#### [Exercise requirements]
Retype each entry. Leave every word as it is.

#### [Material supplied]
- - - -
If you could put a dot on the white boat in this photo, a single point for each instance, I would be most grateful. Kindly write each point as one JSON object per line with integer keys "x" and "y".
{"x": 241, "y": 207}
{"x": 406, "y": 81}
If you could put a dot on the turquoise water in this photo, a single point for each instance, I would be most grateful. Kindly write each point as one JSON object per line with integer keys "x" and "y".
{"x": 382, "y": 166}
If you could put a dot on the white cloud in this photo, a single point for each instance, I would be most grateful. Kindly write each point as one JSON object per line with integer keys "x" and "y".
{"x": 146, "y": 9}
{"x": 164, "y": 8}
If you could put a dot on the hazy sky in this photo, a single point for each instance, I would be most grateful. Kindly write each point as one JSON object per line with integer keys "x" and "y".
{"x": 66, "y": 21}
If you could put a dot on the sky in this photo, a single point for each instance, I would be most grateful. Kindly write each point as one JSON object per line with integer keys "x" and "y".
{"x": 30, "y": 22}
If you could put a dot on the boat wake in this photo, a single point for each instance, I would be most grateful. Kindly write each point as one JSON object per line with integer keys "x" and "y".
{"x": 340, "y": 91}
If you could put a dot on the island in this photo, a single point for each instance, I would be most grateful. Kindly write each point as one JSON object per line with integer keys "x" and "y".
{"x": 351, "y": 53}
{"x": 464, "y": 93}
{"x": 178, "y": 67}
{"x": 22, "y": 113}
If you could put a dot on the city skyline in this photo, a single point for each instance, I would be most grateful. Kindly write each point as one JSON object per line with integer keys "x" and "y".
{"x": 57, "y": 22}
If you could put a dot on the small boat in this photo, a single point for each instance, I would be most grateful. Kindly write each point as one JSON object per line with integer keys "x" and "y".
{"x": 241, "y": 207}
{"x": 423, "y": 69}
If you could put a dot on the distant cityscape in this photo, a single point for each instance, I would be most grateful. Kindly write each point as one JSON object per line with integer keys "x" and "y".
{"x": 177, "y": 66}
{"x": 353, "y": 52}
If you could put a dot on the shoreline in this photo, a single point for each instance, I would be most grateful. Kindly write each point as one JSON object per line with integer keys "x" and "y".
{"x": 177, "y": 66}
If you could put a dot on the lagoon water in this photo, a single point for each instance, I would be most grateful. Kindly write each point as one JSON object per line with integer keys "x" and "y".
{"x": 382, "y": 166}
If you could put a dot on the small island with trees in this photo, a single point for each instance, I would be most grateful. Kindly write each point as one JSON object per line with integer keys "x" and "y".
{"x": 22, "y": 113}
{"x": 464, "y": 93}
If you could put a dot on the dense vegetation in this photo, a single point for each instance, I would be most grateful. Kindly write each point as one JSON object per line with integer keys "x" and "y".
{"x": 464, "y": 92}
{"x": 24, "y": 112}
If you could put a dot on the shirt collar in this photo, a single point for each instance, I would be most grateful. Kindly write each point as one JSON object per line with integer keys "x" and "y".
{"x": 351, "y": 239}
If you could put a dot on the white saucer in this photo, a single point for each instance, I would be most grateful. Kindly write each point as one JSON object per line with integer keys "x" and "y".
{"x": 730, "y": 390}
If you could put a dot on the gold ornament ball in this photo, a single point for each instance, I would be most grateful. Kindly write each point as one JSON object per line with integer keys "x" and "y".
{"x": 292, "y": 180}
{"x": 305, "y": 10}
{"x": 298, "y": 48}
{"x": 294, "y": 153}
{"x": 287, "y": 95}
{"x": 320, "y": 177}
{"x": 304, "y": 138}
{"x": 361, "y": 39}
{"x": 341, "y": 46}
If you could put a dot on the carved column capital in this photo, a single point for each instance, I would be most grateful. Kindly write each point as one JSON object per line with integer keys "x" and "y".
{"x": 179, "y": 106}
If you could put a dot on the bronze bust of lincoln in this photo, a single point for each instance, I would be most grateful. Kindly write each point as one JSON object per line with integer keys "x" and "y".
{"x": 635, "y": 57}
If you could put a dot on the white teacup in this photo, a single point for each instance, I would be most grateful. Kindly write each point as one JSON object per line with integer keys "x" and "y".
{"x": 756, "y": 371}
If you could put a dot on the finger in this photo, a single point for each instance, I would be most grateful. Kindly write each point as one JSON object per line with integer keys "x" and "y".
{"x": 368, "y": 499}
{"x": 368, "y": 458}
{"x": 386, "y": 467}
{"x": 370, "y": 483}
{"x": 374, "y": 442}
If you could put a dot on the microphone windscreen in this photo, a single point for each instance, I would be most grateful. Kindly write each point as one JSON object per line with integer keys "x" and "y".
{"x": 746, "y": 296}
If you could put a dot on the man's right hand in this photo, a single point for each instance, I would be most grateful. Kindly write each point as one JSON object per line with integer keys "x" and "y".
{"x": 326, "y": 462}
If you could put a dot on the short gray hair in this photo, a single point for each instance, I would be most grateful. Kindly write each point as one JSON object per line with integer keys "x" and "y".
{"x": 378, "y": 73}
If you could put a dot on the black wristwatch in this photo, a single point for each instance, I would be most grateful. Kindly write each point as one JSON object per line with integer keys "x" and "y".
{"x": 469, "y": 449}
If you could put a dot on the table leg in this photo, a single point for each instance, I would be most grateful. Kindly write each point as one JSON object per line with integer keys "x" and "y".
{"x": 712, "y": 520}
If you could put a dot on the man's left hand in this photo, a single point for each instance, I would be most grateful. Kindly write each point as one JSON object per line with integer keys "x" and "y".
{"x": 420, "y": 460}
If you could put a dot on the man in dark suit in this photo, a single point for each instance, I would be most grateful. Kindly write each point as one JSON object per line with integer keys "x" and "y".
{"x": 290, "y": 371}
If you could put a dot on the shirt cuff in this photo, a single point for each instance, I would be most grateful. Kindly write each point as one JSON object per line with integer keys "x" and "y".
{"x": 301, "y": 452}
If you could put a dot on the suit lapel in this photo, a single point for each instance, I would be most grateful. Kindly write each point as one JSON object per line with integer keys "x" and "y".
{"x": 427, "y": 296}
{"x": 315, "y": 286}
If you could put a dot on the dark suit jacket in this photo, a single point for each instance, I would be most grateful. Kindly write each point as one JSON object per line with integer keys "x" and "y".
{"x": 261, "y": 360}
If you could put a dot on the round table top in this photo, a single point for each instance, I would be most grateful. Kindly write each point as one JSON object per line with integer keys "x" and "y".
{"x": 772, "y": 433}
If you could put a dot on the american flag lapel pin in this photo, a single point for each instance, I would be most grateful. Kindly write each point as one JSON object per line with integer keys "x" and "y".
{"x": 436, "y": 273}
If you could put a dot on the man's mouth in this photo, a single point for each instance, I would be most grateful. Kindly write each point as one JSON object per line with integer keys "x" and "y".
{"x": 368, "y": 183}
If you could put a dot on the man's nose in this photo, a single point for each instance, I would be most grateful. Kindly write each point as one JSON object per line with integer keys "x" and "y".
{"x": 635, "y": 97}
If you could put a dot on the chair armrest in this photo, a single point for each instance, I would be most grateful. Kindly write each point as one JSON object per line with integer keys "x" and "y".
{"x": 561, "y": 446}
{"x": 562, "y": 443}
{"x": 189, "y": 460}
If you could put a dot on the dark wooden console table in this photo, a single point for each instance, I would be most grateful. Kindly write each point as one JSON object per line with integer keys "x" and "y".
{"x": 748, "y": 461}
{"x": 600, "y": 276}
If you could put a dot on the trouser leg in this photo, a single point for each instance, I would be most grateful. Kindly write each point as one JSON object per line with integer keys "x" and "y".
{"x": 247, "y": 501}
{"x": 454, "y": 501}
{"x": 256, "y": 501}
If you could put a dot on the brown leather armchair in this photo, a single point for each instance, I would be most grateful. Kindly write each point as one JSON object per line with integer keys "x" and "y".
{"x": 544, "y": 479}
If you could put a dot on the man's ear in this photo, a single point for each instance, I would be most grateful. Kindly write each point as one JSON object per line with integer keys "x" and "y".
- - - -
#### [Task output]
If you could put a dot on the white boat in this photo, a single point for each instance, I would be most grateful. Kindly write each point as one JSON object per line with integer keys "x" and "y".
{"x": 241, "y": 207}
{"x": 406, "y": 81}
If you could put a dot on the turquoise water in this photo, a single point for each instance, I would be most grateful. Kindly write each point as one JSON object per line with integer keys "x" and "y".
{"x": 382, "y": 166}
If you could put a dot on the white cloud in this photo, a single point for each instance, I would be most grateful. Kindly write each point as one JSON object per line with integer keys "x" and "y".
{"x": 146, "y": 9}
{"x": 164, "y": 8}
If you could put a dot on the hazy sky in this photo, a single point for each instance, I would be most grateful. Kindly write each point as one JSON object per line with integer keys "x" and "y".
{"x": 66, "y": 21}
If you could put a dot on the sky in this photo, a single point for each instance, I would be most grateful. Kindly write each point as one JSON object per line with integer keys "x" and "y".
{"x": 30, "y": 22}
If you could put a dot on the boat wake in this photo, a single point for each instance, I would be most grateful. Kindly write each point as one JSON object per line with integer keys "x" and "y".
{"x": 340, "y": 91}
If you could put a dot on the island in this photo, a single point for each instance, I would be most grateful. Kindly write each point as one JSON object per line with integer keys "x" and "y".
{"x": 351, "y": 53}
{"x": 464, "y": 93}
{"x": 178, "y": 67}
{"x": 22, "y": 113}
If you could put a dot on the city skyline in this photo, a single point for each instance, I would be most grateful. Kindly write each point as one JSON object per line with integer keys "x" and "y".
{"x": 57, "y": 22}
If you could put a dot on the small boat in this photo, a single point for each instance, I would be most grateful. Kindly write each point as one JSON object per line with integer keys "x" and "y".
{"x": 241, "y": 207}
{"x": 423, "y": 69}
If you could put a dot on the distant cityscape in this photo, a single point for each instance, I would be most grateful. Kindly write each point as one JSON object per line with integer keys "x" and "y".
{"x": 177, "y": 66}
{"x": 353, "y": 52}
If you could put a dot on the shoreline in this photo, a single point for each instance, I would be most grateful. Kindly write each point as one JSON object per line with integer keys "x" and "y".
{"x": 177, "y": 66}
If you could put a dot on the lagoon water in this photo, a single point for each instance, I would be most grateful. Kindly write each point as one JSON object per line with integer keys "x" and "y".
{"x": 382, "y": 166}
If you could put a dot on the small island with trees in this photo, a single point for each instance, I would be most grateful. Kindly write each point as one JSON object per line with integer keys "x" and "y".
{"x": 22, "y": 113}
{"x": 464, "y": 93}
If you could put a dot on the dense vegetation in this photo, a single point for each instance, I would be most grateful. Kindly write each point as one JSON object per line with integer keys "x" and "y".
{"x": 464, "y": 92}
{"x": 24, "y": 112}
If you could put a dot on the shirt collar in this photo, a single point for each instance, I would be most grateful. Kindly write each point as one JSON object per line with integer keys "x" and "y".
{"x": 351, "y": 239}
If you could put a dot on the white saucer in this photo, a single point for each instance, I would be most grateful. Kindly write each point as one JSON object per line with integer keys "x" and "y".
{"x": 730, "y": 390}
If you could put a dot on the gold ornament ball in this photo, a single point for each instance, I would be most grateful. Kindly write each point as one JSON object per line with integer keys "x" and "y".
{"x": 292, "y": 180}
{"x": 305, "y": 10}
{"x": 298, "y": 48}
{"x": 294, "y": 153}
{"x": 287, "y": 95}
{"x": 320, "y": 177}
{"x": 304, "y": 138}
{"x": 361, "y": 39}
{"x": 341, "y": 46}
If you could put a dot on the carved column capital in this photo, a single point for each instance, I would be most grateful. Kindly write each point as one JSON object per line with integer keys "x" and "y".
{"x": 179, "y": 106}
If you could put a dot on the bronze bust of lincoln in this photo, a single point for each instance, I would be most grateful. Kindly write each point as one JSON object per line with integer keys "x" and "y".
{"x": 635, "y": 57}
If you could put a dot on the white teacup in this photo, a single point for each instance, I would be most grateful. Kindly write each point as one JSON object per line with integer keys "x" and "y".
{"x": 756, "y": 371}
If you could put a dot on the finger in this photo, a single point for each instance, I would be most grateful. Kindly write each point as one JSON object per line with integer keys "x" and "y".
{"x": 368, "y": 499}
{"x": 368, "y": 458}
{"x": 386, "y": 467}
{"x": 370, "y": 483}
{"x": 374, "y": 442}
If you could put a dot on the microphone windscreen in this photo, a single point for each instance, I would be most grateful. Kindly write each point as one JSON object per line with integer keys "x" and "y".
{"x": 746, "y": 296}
If you could put a dot on the man's right hand in this photo, a single point for each instance, I would be most grateful. Kindly write each point as one JSON object per line with integer keys "x" and "y".
{"x": 326, "y": 462}
If you could put a dot on the short gray hair in this photo, a single point for each instance, I would be most grateful. Kindly write each point as one JSON object per line with integer keys "x" and "y".
{"x": 378, "y": 73}
If you could put a dot on the black wristwatch in this photo, a single point for each instance, I would be most grateful. Kindly write each point as one JSON object per line with integer keys "x" and "y".
{"x": 469, "y": 449}
If you could put a dot on the table leg in this photo, a single point for each instance, I would be most grateful. Kindly write each point as one JSON object per line with integer keys "x" and "y".
{"x": 712, "y": 520}
If you could put a dot on the man's left hand in this photo, a single point for each instance, I would be most grateful. Kindly write each point as one JSON object per line with integer keys "x" and "y".
{"x": 420, "y": 460}
If you could put a dot on the man in dark suit in this photo, a single point for each instance, I would be most grateful. Kindly write each point as one JSON object per line with integer keys "x" and "y".
{"x": 290, "y": 371}
If you could put a dot on the shirt cuff in this photo, a single point for each instance, I would be most grateful. Kindly write each point as one JSON object per line with integer keys "x" and "y".
{"x": 301, "y": 452}
If you could put a dot on the suit lapel in this photo, a single point for each instance, I would be most grateful. Kindly write each point as one JSON object per line with integer keys "x" and "y".
{"x": 427, "y": 296}
{"x": 315, "y": 286}
If you could put a dot on the dark suit jacket in this photo, a single point for each instance, I would be most grateful. Kindly write each point as one JSON object per line with integer keys "x" and "y".
{"x": 261, "y": 360}
If you could put a dot on the round table top in this photo, a single point for each instance, I would be most grateful. Kindly write each point as one JSON object per line with integer keys "x" and "y".
{"x": 772, "y": 433}
If you could put a dot on the american flag lapel pin in this photo, a single point for each instance, I would be most grateful. Kindly write each point as one JSON object per line with integer keys "x" and "y".
{"x": 436, "y": 273}
If you could put a dot on the man's mouth in this photo, a single point for each instance, I would be most grateful. Kindly write each point as one JSON object per line with integer keys "x" and "y".
{"x": 368, "y": 183}
If you could put a dot on the man's nose in this photo, a single point for each instance, I would be most grateful. Kindly write each point as one JSON object per line with integer keys "x" and "y".
{"x": 635, "y": 97}
If you could put a dot on the chair armrest in this photo, a single point for each instance, I would be most grateful. Kindly write each point as one JSON object per line with integer keys "x" and "y".
{"x": 561, "y": 446}
{"x": 562, "y": 443}
{"x": 189, "y": 460}
If you could put a dot on the dark wooden console table in this photo, a single point for each instance, I would be most grateful. Kindly write each point as one JSON object per line with integer keys "x" and "y".
{"x": 748, "y": 461}
{"x": 600, "y": 276}
If you could put a dot on the trouser leg in this photo, a single point for each instance, I would be most grateful. Kindly write each point as one JSON object per line with integer keys "x" and "y".
{"x": 247, "y": 501}
{"x": 454, "y": 501}
{"x": 256, "y": 501}
If you could put a dot on the brown leather armchair in this photo, a single point for each instance, I would be most grateful. Kindly write each point as one JSON object per line with integer keys "x" and "y".
{"x": 544, "y": 479}
If you could put a dot on the man's ear in this photo, a single point for each instance, I would be most grateful. Kindly write each point as one JSON object per line with integer keys "x" and "y".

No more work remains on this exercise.